**GOAL:** Starting at the row that contains "the man's short" and going through the last row, lay out each row as one line of a two-column CSV with the headers text and answer. Put each field in quotes, and replace any line breaks inside a field with spaces.
— Begin DATA SHOWN —
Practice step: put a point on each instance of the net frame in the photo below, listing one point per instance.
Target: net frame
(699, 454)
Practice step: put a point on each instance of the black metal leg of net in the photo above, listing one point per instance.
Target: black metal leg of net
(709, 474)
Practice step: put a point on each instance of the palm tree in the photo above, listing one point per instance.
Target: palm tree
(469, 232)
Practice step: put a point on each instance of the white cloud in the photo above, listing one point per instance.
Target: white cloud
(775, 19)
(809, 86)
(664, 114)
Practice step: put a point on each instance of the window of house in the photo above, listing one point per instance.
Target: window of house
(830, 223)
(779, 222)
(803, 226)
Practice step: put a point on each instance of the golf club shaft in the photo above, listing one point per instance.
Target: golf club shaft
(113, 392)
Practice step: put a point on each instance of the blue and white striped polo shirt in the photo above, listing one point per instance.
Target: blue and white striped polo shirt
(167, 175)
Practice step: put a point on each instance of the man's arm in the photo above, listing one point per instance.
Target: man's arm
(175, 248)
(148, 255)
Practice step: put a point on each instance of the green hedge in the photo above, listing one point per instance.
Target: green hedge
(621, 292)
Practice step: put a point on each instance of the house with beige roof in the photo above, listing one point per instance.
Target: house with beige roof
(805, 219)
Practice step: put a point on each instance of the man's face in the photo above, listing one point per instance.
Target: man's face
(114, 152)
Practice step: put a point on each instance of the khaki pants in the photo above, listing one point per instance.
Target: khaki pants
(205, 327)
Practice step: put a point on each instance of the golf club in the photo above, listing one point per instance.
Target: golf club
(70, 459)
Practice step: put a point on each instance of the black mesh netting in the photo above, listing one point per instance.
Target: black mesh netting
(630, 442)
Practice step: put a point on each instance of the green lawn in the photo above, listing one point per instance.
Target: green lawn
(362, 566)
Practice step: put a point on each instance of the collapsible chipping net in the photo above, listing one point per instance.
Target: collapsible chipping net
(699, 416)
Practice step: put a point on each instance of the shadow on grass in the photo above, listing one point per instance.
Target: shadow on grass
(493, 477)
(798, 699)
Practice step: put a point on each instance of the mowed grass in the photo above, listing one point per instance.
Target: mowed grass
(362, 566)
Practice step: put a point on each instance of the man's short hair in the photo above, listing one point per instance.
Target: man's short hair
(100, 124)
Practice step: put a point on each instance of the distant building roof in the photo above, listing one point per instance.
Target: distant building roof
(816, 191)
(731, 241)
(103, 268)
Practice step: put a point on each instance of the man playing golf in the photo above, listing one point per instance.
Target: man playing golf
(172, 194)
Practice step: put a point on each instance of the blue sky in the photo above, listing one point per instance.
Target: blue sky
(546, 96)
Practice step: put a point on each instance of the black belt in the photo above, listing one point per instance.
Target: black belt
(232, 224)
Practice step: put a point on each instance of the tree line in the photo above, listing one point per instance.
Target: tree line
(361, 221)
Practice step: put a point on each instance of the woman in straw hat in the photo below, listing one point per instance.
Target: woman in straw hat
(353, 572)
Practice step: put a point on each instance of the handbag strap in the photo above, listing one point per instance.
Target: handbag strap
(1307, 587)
— End DATA SHOWN —
**EXERCISE RESPONSE:**
text,answer
"Practice step: put a point on each instance of the man's short hair in the photo above, listing one point per instance. Target: man's short hair","(100, 124)"
"Practice step: put a point on each instance of the distant building roof in the photo above, listing one point per instance. Target: distant building roof","(816, 191) (731, 241) (103, 268)"
"Practice step: put a point on each instance of the man playing golf in the photo above, listing one point per instance. Target: man playing golf","(172, 194)"
"Practice step: put a point on each instance of the blue sky in the photo above, listing one point per instance. Target: blue sky","(546, 96)"
"Practice step: put a point on each instance of the black belt in the photo above, listing one point per instance. Target: black belt","(232, 224)"
"Practice step: put a point on each instance of the tree line in the photo above, listing one point per instance. Target: tree line","(361, 221)"
"Practice step: put a point on each instance of the woman in straw hat in the photo below, listing one point per instance. Target: woman in straw hat","(353, 572)"
"Practice step: put a point on each instance of the handbag strap in the photo above, listing one point per instance. Target: handbag strap","(1307, 587)"